TEXT TO READ:
»»

# Who owns the Sky box?



## callybags (3 Mar 2010)

If you have a problem with your Sky tv, they will call out to repair but they say that if it transpires that the problem was with your equipment then there will be a €100 charge.

I know that the problem is with the connection at the back of the box, but am not sure if it remains the property of Sky or it is mine,

What has doubt in my mind is that a few years ago I cancelled my subscription with Sky but they left all the equipment (dish, box etc.)with me.


----------



## Guest110 (3 Mar 2010)

After a year you normally own the equipment yourself, so I reckon they will charge. Maybe ask them for a quote for a new box, or see if they can provide it free of charge with a view to holding onto the sky subscription for another year !


----------



## Bessa (30 Mar 2010)

Hi i just had my 3rd Sky box fitted today, the problems started last weekend ( no signal on some channels, not able to record, no listings etc. I rang them on Saturday night and started to get the run around from the guy on the phone. He said in the end that i needed an engineer to call ( fee 100 euro ) told him i would get the system out and install a new one, he then changed his tune. Anyway what happened was the engineer call out was free and new box if necessary. Happy again.

««

SOURCE EXCERPT:
»»

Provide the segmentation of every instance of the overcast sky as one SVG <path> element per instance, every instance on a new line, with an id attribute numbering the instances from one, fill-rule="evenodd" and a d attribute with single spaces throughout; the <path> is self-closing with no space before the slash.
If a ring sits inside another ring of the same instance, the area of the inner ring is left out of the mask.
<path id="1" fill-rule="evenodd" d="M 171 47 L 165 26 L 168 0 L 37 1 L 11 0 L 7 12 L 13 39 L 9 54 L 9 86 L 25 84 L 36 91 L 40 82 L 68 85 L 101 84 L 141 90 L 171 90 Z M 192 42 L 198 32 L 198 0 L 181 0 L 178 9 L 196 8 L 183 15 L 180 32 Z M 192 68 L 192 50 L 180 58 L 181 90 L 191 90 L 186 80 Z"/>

««

REQUESTS:
• A. Answer each question from the Sky box thread, one per line:
(i) What charge does callybags say Sky applies if the problem turns out to be with your own equipment?
(ii) After how long does Guest110 say you normally own the equipment yourself?
(iii) Which Sky box was Bessa having fitted on the day of that post?
• B. Carry on the Sky box thread from its last sentence.
You won't need the material to do any of this.

EXERCISE RESULTS:
• A.
(i) €100
(ii) After a year
(iii) The third

• B.
----------



## bond-007 (30 Mar 2010)

You own the sky box from day one.


----------



## SparkRite (30 Mar 2010)

bond-007 said:


> You own the sky box from day one.



Yes you do, but with certain conditions, most of which are based around a 12 month contact, with further T&C's not least of which (assuming you availed of their offer) involves the box being connected to a live PSTN line.


----------



## bond-007 (30 Mar 2010)

I uses a radio link to connect to a phone. I wonder would they approve?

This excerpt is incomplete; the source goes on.